Extracted rows:
== == ==

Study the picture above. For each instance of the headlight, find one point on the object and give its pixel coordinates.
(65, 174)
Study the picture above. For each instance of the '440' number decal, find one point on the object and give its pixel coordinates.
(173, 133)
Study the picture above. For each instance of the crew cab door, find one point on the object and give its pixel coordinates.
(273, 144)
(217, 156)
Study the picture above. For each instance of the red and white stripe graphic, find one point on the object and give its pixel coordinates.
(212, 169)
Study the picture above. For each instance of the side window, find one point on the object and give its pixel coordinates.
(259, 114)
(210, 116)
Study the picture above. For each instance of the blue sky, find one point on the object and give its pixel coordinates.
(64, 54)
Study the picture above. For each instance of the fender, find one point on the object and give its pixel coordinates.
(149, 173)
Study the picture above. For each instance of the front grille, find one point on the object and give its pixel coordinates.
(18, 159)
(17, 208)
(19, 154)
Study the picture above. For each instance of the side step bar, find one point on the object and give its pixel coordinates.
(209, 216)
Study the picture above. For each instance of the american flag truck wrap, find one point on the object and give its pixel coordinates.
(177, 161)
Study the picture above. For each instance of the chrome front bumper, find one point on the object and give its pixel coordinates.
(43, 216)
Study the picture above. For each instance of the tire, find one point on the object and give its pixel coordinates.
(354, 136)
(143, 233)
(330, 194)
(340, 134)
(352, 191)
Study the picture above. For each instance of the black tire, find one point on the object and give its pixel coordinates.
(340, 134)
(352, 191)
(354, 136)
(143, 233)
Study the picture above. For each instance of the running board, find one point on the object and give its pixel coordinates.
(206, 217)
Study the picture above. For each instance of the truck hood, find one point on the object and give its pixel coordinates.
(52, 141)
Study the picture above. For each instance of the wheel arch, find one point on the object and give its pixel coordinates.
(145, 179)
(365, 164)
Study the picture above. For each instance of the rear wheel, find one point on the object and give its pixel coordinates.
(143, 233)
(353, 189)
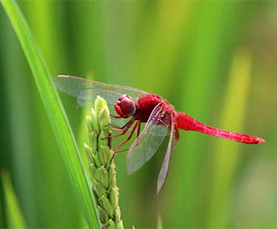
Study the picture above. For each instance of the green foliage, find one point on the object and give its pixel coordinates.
(14, 215)
(213, 60)
(56, 114)
(101, 165)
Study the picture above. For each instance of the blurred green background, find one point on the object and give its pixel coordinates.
(214, 60)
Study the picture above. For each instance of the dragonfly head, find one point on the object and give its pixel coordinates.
(124, 106)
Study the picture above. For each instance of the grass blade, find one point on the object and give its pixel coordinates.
(55, 112)
(14, 215)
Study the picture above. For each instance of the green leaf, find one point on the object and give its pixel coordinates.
(14, 215)
(55, 112)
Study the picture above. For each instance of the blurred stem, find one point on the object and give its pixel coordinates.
(101, 165)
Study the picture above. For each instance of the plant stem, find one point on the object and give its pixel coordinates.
(101, 165)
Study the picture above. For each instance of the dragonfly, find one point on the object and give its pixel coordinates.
(135, 107)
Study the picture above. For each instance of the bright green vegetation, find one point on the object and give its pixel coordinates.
(101, 165)
(214, 60)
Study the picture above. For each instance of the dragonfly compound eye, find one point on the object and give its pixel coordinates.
(125, 106)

== == ==

What to do: Convert the rows into a JSON list of strings, starting with the line that contains "Study the picture above. For each instance of the blurred green" and continuing through the final row. Give one string per line and omit blank lines.

Task response:
[
  "Study the picture above. For each instance of the blurred green background, find one point on the object and give its pixel coordinates.",
  "(214, 60)",
  "Study the picture above. For each instance of the dragonfly head, find one point on the object and give its pixel coordinates.",
  "(124, 106)",
  "Study the picture above. For each instance of the grass blade, find one point on the object and give its pixel coordinates.",
  "(55, 112)",
  "(14, 215)",
  "Study the picture above. For each instance of the green leaf, find one point on the object and give its pixel coordinates.",
  "(14, 215)",
  "(55, 112)",
  "Study the picture above. For each instance of the blurred stem, find one point on the object and give its pixel coordinates.",
  "(101, 165)",
  "Study the picture above. For each instance of the plant stem, find one point on the object and give its pixel coordinates.",
  "(101, 165)",
  "Study the picture above. For each instance of the dragonfly, find one point on the object and give its pixel coordinates.",
  "(135, 107)",
  "Study the picture above. For each instance of the bright green vegetation, find one point on the object and give its pixel coordinates.",
  "(101, 165)",
  "(214, 60)",
  "Study the picture above. For each instance of the dragonfly compound eye, find one point on the object and give its pixel coordinates.",
  "(125, 106)"
]